[DATASET EXTRACT start]

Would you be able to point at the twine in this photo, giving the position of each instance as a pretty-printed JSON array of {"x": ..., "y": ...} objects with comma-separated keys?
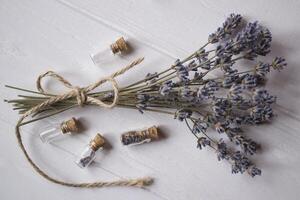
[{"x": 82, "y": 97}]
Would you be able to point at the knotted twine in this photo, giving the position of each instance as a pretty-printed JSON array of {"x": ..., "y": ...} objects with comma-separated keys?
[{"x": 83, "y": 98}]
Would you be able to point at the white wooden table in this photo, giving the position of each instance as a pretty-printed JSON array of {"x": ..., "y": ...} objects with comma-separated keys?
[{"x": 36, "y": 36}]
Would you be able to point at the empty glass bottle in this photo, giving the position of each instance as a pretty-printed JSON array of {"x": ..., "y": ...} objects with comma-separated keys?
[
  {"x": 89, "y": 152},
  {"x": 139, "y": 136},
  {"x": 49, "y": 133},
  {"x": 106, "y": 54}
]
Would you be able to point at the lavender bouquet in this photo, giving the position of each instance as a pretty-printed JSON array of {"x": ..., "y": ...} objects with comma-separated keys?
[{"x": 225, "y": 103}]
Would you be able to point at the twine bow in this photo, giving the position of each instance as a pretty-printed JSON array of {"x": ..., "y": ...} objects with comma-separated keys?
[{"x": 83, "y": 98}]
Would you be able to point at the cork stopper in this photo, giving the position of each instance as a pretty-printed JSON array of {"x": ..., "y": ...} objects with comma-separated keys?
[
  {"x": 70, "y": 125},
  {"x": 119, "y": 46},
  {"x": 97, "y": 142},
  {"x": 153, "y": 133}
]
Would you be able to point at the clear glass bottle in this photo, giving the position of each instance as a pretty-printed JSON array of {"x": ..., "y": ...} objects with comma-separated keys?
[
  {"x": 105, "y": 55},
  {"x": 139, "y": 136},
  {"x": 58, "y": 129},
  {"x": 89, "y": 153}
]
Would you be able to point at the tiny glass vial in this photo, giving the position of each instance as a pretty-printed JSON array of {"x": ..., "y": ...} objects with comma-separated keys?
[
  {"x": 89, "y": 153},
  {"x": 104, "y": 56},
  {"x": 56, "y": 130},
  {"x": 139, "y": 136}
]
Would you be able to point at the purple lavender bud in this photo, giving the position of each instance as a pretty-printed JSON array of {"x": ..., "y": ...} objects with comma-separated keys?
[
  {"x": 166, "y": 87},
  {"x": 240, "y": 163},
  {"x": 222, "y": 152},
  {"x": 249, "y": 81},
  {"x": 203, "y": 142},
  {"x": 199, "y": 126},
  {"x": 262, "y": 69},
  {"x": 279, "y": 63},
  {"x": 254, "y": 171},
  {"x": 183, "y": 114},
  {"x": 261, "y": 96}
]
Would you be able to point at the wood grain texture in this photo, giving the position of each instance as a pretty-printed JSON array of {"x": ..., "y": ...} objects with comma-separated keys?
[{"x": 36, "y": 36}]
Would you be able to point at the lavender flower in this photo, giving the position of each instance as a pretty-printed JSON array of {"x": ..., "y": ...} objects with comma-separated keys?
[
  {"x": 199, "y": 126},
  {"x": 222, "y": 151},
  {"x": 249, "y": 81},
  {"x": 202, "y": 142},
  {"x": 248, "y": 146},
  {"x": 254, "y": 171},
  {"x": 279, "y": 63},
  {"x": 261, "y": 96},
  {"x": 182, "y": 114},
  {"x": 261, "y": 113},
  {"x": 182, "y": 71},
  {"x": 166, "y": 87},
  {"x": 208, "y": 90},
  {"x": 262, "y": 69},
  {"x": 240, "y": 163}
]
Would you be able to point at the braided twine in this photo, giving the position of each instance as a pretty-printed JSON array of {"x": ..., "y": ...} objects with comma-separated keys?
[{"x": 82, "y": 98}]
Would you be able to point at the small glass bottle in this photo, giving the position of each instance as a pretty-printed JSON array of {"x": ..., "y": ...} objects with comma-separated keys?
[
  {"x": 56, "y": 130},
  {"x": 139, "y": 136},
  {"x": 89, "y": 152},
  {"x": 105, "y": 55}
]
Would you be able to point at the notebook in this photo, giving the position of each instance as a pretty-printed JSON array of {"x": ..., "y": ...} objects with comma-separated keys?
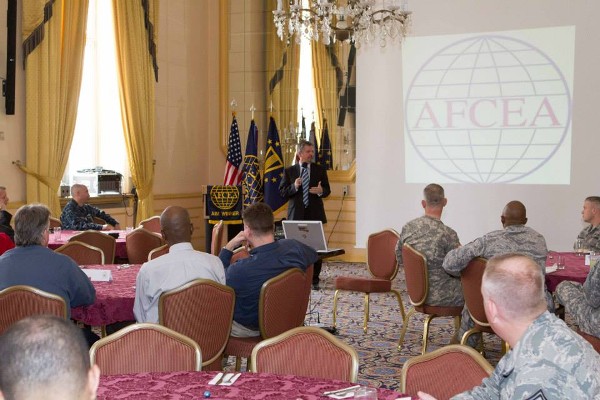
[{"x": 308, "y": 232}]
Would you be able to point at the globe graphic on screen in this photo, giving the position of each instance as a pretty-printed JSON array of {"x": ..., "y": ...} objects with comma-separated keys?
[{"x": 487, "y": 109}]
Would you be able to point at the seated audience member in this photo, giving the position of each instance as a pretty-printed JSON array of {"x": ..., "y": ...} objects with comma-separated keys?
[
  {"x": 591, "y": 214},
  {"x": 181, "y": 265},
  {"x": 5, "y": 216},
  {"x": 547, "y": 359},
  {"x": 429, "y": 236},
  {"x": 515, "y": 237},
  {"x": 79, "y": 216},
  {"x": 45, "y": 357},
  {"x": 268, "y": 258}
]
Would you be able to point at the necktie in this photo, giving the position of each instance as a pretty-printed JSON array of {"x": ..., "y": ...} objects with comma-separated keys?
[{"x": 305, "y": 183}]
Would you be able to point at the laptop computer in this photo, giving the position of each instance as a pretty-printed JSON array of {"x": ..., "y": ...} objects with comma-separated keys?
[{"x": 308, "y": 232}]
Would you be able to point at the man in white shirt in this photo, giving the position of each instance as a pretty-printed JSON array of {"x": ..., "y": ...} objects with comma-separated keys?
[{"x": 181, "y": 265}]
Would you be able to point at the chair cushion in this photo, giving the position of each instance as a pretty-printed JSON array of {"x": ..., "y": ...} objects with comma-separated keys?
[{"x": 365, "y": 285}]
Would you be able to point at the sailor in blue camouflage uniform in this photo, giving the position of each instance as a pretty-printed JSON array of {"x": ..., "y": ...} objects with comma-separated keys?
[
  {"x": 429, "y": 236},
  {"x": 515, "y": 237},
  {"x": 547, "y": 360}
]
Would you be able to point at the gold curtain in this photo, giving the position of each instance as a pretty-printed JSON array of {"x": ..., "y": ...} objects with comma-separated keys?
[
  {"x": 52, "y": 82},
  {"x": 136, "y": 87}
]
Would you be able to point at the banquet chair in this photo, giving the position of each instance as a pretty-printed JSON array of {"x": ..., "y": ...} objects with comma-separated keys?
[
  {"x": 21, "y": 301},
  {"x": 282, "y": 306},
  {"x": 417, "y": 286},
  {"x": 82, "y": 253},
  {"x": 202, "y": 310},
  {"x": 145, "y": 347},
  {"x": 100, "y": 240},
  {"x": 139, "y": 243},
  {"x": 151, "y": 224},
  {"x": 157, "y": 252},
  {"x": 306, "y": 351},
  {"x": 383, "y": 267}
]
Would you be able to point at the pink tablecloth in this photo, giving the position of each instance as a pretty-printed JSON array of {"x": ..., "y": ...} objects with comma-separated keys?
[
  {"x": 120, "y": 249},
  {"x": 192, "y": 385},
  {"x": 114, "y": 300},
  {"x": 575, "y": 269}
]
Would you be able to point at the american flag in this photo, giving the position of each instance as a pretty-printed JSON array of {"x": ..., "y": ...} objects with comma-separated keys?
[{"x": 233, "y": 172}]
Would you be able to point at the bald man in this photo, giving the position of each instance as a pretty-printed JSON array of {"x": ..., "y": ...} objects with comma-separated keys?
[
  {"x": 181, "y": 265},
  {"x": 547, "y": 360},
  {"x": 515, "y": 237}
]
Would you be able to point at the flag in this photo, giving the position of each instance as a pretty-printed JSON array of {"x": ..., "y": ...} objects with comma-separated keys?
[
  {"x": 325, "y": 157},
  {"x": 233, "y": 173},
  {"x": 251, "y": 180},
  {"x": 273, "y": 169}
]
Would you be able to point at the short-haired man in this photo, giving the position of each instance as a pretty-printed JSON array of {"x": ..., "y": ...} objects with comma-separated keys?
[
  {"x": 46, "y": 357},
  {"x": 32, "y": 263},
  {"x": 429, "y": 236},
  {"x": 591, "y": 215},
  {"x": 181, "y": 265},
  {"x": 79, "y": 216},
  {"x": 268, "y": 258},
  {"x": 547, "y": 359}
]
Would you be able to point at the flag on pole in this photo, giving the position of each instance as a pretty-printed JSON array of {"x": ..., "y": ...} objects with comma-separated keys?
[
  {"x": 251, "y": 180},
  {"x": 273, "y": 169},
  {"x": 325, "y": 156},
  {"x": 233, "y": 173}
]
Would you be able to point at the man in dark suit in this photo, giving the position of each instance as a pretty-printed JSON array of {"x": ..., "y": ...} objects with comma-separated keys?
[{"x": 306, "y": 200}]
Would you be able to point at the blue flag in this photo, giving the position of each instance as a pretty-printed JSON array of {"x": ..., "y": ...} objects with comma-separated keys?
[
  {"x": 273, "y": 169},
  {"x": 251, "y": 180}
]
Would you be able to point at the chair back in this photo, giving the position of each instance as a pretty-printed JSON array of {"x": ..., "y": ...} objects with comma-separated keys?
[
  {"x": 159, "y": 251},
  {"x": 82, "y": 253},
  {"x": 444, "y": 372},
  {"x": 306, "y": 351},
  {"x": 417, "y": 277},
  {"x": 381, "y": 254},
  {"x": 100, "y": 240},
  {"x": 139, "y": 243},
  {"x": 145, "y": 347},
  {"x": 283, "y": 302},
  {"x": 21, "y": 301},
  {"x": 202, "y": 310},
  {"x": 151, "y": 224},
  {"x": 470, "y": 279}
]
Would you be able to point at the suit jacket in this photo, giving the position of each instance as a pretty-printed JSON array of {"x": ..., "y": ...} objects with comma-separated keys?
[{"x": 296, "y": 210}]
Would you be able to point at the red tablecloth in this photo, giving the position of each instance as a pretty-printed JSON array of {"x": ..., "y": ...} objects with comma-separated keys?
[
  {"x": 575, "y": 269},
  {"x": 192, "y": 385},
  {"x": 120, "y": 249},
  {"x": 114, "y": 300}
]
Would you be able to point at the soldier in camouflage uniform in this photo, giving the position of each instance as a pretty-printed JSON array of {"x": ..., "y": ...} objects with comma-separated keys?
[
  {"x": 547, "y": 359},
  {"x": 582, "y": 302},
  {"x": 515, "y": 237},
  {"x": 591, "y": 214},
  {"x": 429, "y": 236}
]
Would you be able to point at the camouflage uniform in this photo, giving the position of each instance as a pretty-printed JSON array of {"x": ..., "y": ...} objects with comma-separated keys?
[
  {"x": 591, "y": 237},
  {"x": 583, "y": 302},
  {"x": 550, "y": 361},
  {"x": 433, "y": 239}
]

[DATASET EXTRACT end]
[DATASET EXTRACT start]

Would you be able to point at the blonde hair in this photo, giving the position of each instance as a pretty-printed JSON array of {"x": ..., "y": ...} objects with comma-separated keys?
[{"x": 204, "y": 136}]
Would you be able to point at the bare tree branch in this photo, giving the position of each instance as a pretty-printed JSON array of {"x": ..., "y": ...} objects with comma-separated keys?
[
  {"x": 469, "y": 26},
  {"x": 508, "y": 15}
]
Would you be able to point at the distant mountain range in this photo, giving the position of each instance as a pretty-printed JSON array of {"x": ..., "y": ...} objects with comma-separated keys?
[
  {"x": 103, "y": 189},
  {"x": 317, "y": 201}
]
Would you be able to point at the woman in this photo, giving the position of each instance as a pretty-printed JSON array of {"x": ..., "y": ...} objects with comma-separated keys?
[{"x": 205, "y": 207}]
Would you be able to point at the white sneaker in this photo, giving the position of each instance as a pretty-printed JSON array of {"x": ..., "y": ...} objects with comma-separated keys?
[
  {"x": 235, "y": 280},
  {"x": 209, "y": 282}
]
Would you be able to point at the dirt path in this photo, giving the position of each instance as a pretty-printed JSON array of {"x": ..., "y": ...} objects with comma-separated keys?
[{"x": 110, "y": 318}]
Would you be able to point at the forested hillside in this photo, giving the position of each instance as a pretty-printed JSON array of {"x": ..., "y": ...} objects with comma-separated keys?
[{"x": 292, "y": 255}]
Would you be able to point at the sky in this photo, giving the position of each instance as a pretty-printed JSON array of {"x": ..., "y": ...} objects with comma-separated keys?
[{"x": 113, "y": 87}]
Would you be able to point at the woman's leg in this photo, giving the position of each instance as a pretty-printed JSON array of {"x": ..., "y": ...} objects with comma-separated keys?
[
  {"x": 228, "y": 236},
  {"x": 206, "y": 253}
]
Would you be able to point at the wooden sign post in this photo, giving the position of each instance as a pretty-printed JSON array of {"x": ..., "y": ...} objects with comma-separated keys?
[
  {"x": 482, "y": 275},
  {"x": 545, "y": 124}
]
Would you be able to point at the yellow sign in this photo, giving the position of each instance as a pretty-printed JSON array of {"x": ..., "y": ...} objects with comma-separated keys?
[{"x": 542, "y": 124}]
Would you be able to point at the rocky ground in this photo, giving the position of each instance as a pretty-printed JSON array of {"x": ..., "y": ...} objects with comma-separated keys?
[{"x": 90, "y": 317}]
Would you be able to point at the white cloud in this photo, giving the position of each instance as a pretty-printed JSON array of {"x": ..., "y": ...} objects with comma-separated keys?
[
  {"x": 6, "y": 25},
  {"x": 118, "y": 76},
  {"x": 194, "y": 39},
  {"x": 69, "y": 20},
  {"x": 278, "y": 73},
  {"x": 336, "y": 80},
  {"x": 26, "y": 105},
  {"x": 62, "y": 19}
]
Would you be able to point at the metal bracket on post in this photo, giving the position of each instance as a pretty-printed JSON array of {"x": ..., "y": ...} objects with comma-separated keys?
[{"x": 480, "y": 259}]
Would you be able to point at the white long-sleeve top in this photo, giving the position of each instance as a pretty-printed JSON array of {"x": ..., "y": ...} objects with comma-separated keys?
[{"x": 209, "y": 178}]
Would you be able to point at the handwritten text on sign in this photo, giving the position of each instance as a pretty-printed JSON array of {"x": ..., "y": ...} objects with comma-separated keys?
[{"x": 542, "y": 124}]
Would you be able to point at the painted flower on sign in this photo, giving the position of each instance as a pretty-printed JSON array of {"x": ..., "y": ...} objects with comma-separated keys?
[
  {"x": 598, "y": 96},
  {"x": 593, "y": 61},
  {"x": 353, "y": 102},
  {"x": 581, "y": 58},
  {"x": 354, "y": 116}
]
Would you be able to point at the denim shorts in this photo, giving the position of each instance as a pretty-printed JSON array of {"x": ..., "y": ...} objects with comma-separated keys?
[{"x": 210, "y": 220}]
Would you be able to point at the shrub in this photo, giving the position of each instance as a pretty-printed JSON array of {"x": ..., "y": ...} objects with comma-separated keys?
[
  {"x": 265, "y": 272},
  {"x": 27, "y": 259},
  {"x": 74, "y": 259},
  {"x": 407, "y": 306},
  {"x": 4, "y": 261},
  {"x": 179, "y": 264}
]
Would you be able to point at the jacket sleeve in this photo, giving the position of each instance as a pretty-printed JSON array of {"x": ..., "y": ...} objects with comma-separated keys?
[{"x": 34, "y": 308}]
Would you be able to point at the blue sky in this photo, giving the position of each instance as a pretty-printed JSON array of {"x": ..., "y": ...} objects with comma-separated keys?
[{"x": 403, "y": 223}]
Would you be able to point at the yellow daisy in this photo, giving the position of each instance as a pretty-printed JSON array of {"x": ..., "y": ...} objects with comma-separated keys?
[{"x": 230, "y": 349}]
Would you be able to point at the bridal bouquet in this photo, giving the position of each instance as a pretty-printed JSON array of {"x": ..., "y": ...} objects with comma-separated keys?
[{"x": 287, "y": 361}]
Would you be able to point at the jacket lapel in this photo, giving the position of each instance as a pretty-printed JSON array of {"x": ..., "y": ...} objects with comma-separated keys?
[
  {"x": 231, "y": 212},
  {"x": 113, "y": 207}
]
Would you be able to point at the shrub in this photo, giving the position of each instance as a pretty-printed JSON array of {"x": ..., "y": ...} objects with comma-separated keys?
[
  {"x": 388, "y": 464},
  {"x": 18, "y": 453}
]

[DATASET EXTRACT end]
[DATASET EXTRACT start]

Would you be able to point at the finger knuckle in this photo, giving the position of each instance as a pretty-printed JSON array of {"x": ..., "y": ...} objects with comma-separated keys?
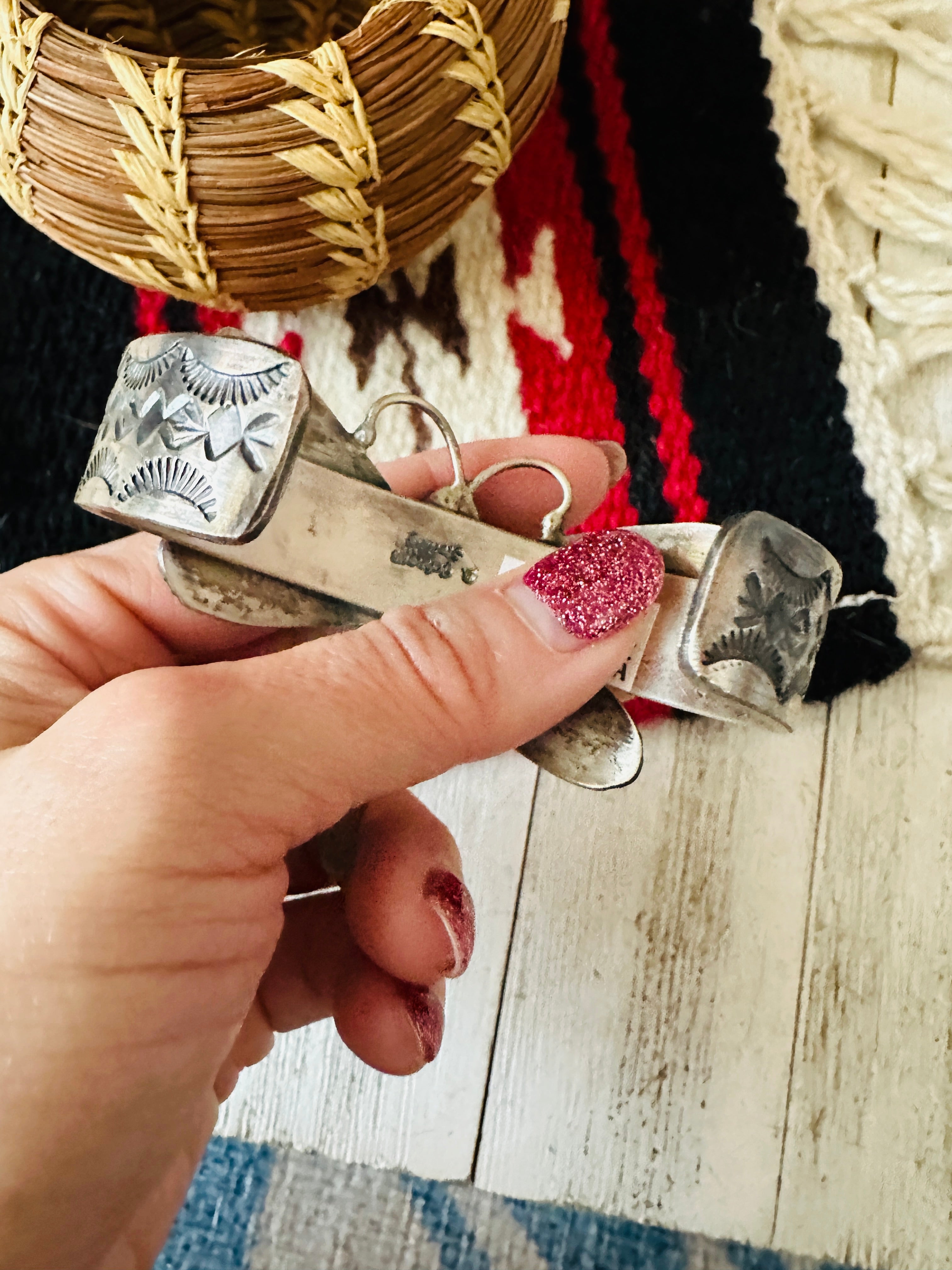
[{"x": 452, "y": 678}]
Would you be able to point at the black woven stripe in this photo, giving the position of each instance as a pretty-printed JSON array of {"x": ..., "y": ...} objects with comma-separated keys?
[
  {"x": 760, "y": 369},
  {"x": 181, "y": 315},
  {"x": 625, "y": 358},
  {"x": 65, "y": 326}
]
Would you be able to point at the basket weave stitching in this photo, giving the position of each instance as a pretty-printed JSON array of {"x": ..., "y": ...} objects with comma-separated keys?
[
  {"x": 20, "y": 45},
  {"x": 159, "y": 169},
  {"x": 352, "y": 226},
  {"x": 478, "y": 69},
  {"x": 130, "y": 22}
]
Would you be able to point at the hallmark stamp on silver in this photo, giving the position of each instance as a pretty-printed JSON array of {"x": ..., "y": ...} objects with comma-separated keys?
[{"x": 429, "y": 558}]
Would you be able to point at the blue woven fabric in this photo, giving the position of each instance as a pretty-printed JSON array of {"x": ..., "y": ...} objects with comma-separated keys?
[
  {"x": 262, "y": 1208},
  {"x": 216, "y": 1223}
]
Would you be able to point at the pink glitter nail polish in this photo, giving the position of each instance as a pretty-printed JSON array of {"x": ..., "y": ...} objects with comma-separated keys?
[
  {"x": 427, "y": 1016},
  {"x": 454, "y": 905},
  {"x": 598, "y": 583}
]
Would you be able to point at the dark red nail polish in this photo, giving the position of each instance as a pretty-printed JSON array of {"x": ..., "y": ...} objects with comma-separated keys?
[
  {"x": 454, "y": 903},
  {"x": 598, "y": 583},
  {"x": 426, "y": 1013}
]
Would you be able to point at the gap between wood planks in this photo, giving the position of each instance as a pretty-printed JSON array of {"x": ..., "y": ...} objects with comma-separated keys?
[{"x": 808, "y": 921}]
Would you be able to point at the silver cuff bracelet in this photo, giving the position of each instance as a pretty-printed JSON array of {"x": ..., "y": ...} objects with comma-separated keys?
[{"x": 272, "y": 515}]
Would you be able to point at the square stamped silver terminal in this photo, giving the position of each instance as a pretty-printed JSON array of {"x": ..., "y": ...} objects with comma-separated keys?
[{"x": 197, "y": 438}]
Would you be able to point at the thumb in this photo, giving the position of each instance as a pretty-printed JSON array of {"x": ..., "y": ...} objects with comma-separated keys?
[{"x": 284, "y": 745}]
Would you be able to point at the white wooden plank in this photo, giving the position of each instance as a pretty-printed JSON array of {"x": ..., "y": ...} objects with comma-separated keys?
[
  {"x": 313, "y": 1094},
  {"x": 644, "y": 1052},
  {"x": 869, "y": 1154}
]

[DATASET EXTRACT end]

**SET EXERCISE**
Pull out each line from the rows above that contains the word "dark", matching case exactly.

**SOLUTION**
Would you be able to point at the man in dark suit in this photo, giving the position of each instance as a pretty-printed JSON array of {"x": ..., "y": ...} objects with comma-separated keys?
Would you be able to point at the dark red nail polish in this photo, giving the position of each instance as a pretty-printed JSON array of {"x": ..., "y": ...} objects with comma-separated keys?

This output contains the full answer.